▶ _Problem description_: Are you able to retype all the records below exactly?

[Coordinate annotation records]
━━━━━━

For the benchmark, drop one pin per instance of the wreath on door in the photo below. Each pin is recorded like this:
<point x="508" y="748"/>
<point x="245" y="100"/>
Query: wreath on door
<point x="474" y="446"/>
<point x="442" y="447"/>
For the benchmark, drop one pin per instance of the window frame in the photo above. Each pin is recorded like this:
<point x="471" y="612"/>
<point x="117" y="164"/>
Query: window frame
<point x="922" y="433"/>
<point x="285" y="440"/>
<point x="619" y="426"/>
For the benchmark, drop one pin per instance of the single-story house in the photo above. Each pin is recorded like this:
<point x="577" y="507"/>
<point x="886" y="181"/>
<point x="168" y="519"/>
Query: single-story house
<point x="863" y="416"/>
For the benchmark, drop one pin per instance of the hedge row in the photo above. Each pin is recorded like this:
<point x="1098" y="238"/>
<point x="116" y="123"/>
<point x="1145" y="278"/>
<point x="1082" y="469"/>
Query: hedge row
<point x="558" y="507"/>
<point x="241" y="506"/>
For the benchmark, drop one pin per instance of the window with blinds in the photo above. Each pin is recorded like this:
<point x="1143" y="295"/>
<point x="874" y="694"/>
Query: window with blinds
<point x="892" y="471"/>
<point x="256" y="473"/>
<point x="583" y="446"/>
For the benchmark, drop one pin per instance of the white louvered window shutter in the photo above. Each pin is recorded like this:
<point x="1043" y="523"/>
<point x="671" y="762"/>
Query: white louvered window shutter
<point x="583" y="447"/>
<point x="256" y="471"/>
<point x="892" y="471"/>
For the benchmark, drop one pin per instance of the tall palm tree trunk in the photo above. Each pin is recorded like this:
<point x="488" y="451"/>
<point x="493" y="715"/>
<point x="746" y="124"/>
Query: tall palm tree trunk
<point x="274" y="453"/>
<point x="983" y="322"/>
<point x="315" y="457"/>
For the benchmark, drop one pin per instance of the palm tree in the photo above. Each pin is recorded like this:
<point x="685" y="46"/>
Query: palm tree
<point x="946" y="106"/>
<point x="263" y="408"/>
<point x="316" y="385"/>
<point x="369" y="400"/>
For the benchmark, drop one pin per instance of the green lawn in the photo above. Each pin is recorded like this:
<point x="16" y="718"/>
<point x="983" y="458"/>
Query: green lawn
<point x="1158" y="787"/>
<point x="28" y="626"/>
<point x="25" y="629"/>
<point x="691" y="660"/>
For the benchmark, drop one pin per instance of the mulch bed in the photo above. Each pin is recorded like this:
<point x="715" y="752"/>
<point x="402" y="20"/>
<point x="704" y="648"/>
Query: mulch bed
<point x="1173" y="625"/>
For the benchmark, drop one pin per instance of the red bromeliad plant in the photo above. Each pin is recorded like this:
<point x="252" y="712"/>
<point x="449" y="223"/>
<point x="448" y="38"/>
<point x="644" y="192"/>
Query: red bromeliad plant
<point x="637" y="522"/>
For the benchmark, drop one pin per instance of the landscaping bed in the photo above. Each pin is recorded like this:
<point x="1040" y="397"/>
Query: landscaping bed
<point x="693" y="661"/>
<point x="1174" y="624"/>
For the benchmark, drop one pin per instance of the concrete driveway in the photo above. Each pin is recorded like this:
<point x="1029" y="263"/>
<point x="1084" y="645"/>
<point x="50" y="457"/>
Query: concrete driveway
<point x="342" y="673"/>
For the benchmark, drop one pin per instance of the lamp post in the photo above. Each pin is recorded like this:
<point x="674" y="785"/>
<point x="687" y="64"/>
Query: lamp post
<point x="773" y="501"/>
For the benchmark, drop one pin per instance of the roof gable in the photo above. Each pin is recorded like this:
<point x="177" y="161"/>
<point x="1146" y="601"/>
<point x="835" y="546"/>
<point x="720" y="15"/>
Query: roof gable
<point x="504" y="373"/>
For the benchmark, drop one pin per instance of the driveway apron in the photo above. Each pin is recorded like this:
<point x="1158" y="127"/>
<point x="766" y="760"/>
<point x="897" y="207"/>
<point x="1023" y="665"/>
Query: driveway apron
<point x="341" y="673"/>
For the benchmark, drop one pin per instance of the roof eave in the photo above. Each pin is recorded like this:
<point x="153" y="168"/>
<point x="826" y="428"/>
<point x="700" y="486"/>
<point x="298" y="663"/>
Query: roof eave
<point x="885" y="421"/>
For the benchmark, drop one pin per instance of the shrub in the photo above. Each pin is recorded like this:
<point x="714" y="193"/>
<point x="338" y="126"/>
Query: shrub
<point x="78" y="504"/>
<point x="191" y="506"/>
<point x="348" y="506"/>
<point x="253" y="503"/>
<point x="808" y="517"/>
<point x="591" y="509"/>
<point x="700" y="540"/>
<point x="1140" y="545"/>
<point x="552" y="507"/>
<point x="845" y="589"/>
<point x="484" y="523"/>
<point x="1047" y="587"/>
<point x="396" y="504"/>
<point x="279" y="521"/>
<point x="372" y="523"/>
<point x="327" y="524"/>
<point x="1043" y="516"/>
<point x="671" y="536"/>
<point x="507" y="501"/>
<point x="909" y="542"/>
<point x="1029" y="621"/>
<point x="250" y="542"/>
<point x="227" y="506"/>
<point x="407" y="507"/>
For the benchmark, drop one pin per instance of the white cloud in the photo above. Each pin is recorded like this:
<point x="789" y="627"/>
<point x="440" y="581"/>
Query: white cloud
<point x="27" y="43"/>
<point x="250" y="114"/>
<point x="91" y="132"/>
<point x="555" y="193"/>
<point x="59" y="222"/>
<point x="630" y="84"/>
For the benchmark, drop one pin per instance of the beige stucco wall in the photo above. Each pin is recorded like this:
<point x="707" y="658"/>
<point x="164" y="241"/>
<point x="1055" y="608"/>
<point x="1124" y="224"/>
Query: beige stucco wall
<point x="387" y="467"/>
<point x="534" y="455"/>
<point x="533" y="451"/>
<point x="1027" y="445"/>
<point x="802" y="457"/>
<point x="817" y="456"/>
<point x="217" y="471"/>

━━━━━━

▶ _Exercise result_:
For the benchmark, drop one pin per instance of the wreath on door in the photo below. Each pin is recorded like this:
<point x="508" y="748"/>
<point x="245" y="100"/>
Query: wreath on door
<point x="474" y="446"/>
<point x="442" y="447"/>
For the benchmark, drop one pin per instance of the window frame in the photo above. Each pin is recorded like this:
<point x="471" y="612"/>
<point x="117" y="164"/>
Query: window frame
<point x="922" y="433"/>
<point x="285" y="440"/>
<point x="619" y="426"/>
For the benchmark, drop one pin per instance of the single-story house in the photo above. Each pin is recorded like this:
<point x="577" y="507"/>
<point x="886" y="181"/>
<point x="168" y="519"/>
Query: single-story house
<point x="863" y="416"/>
For the benchmark, drop one pin per instance of the hedge row in the photo above. Each pin is recorded like this:
<point x="1098" y="238"/>
<point x="116" y="123"/>
<point x="1145" y="278"/>
<point x="1082" y="469"/>
Query: hedge row
<point x="558" y="507"/>
<point x="241" y="506"/>
For the benchmark, drop one pin per instance of the window with blinds in the photo above. Each pin is recorded like this:
<point x="1143" y="295"/>
<point x="874" y="694"/>
Query: window with blinds
<point x="892" y="471"/>
<point x="256" y="473"/>
<point x="583" y="446"/>
For the benchmark, drop one pin per instance of the white louvered window shutter in the photo above. Each pin is recorded like this:
<point x="1043" y="523"/>
<point x="671" y="762"/>
Query: white louvered window shutter
<point x="583" y="447"/>
<point x="256" y="471"/>
<point x="892" y="471"/>
For the benchmark, drop one pin per instance of the tall palm tree trunk in the photo above. Each pin is recorded like this:
<point x="488" y="451"/>
<point x="493" y="715"/>
<point x="746" y="124"/>
Query: tall palm tree trunk
<point x="274" y="453"/>
<point x="983" y="322"/>
<point x="315" y="457"/>
For the benchmark, drop one pin per instance of the palm tree in the photo above. Each pin is recorded like this:
<point x="685" y="46"/>
Query: palm tree
<point x="946" y="106"/>
<point x="263" y="408"/>
<point x="316" y="385"/>
<point x="369" y="400"/>
For the benchmark, drop one pin per instance of the green lawn in the photo above. Each pin is recorded like this:
<point x="16" y="718"/>
<point x="983" y="458"/>
Query: green lawn
<point x="1158" y="787"/>
<point x="28" y="626"/>
<point x="25" y="629"/>
<point x="691" y="660"/>
For the benchmark, drop one pin per instance of the mulch bed in the photo above. Each pin is recorded like this:
<point x="715" y="752"/>
<point x="402" y="20"/>
<point x="704" y="648"/>
Query: mulch bed
<point x="1173" y="625"/>
For the benchmark, drop one pin per instance of the red bromeliad plant in the photo above. Each pin is recorded like this:
<point x="252" y="712"/>
<point x="449" y="223"/>
<point x="448" y="38"/>
<point x="644" y="192"/>
Query: red bromeliad plant
<point x="637" y="522"/>
For the benchmark, drop one pin per instance of the landscaping bed in the photo above. Each pin is recorded like this:
<point x="1040" y="397"/>
Query: landscaping bed
<point x="693" y="661"/>
<point x="1174" y="624"/>
For the benchmark, drop one pin per instance of the concrete driveway in the photo above. Each pin is recorded like this:
<point x="1029" y="263"/>
<point x="1084" y="645"/>
<point x="50" y="457"/>
Query: concrete driveway
<point x="342" y="673"/>
For the benchmark, drop one pin per instance of the lamp post in the photo above. Each pin is recorded like this:
<point x="674" y="785"/>
<point x="687" y="64"/>
Query: lamp post
<point x="773" y="501"/>
For the benchmark, drop one pin per instance of the roof gable in the photo above. Each pin is recorded like this:
<point x="177" y="161"/>
<point x="1146" y="601"/>
<point x="835" y="546"/>
<point x="720" y="15"/>
Query: roof gable
<point x="504" y="373"/>
For the benchmark, drop one pin per instance of the driveway apron in the photo above. Each pin is recorded like this:
<point x="1158" y="127"/>
<point x="766" y="760"/>
<point x="897" y="207"/>
<point x="1023" y="665"/>
Query: driveway apron
<point x="341" y="673"/>
For the benchmark, drop one pin per instance of the roof eave in the photo above. Each pin is recorded like this:
<point x="153" y="168"/>
<point x="826" y="428"/>
<point x="700" y="486"/>
<point x="298" y="663"/>
Query: roof eave
<point x="885" y="421"/>
For the benchmark, drop one pin per instance of the shrub in the photo above. Each pin is recorded like this:
<point x="714" y="193"/>
<point x="338" y="126"/>
Query: shrub
<point x="78" y="504"/>
<point x="191" y="506"/>
<point x="348" y="506"/>
<point x="253" y="503"/>
<point x="808" y="517"/>
<point x="591" y="509"/>
<point x="700" y="540"/>
<point x="1140" y="545"/>
<point x="552" y="507"/>
<point x="845" y="589"/>
<point x="484" y="523"/>
<point x="1047" y="587"/>
<point x="396" y="504"/>
<point x="279" y="521"/>
<point x="372" y="523"/>
<point x="327" y="524"/>
<point x="1043" y="516"/>
<point x="671" y="536"/>
<point x="507" y="501"/>
<point x="909" y="542"/>
<point x="1029" y="621"/>
<point x="250" y="542"/>
<point x="227" y="506"/>
<point x="407" y="507"/>
For the benchmark, drop one pin per instance of the white cloud in the photo above. Each pin is recorded like this:
<point x="789" y="627"/>
<point x="440" y="581"/>
Query: white cloud
<point x="27" y="43"/>
<point x="250" y="114"/>
<point x="91" y="132"/>
<point x="555" y="193"/>
<point x="59" y="222"/>
<point x="630" y="84"/>
For the benchmark, drop one pin per instance of the beige stucco wall in the photo above. Each pin is recorded like this:
<point x="707" y="658"/>
<point x="164" y="241"/>
<point x="1055" y="608"/>
<point x="1124" y="224"/>
Query: beige stucco wall
<point x="387" y="467"/>
<point x="534" y="455"/>
<point x="533" y="451"/>
<point x="1027" y="445"/>
<point x="802" y="457"/>
<point x="817" y="456"/>
<point x="217" y="471"/>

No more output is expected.